Data provided:
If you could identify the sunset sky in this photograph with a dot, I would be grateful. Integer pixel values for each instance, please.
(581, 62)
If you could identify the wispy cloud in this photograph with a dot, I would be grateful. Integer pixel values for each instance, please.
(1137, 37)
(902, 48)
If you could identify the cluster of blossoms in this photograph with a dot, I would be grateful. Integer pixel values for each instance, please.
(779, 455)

* * *

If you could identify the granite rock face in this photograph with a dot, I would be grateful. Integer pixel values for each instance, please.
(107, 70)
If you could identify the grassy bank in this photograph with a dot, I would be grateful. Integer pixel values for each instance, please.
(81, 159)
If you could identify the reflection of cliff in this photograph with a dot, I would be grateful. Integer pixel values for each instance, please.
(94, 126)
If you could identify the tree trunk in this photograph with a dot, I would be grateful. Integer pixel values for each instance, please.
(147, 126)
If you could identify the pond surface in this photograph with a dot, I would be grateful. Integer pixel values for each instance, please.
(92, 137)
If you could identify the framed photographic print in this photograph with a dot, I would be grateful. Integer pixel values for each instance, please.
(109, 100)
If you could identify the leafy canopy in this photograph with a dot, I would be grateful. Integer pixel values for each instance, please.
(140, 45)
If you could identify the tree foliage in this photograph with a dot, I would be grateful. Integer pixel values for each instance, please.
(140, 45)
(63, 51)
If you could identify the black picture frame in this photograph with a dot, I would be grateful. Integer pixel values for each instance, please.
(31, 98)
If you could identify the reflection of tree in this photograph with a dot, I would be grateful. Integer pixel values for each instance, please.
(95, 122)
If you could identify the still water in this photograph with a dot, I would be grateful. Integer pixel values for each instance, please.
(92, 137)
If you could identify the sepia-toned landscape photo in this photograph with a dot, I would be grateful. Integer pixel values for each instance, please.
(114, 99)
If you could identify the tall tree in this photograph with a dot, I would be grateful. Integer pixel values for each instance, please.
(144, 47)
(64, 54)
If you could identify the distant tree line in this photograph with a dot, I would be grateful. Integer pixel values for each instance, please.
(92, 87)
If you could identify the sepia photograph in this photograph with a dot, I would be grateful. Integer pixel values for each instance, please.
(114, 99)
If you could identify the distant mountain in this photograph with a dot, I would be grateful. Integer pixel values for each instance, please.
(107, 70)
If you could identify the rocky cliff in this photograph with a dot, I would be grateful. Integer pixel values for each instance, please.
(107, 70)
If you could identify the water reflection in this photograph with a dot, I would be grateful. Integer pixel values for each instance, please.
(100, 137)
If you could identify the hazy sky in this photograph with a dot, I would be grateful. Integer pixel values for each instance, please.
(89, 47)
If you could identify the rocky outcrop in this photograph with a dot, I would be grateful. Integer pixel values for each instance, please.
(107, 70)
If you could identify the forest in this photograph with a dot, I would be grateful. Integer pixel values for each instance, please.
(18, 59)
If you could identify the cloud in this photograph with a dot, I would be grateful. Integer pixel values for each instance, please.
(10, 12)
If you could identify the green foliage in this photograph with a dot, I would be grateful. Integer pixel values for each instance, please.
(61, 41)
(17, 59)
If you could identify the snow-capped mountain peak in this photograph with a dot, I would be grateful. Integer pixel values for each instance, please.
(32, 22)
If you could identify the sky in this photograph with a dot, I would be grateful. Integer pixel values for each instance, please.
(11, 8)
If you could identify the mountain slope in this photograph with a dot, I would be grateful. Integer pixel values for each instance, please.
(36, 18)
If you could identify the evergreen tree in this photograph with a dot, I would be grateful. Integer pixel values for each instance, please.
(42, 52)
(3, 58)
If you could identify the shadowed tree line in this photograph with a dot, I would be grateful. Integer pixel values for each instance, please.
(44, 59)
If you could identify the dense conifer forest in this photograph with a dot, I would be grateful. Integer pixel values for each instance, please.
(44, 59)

==

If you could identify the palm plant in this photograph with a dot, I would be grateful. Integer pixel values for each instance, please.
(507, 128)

Set exercise: Work out how many lines of the items contain the word "cliff", with case counting. Reply with that number only.

Full response: 2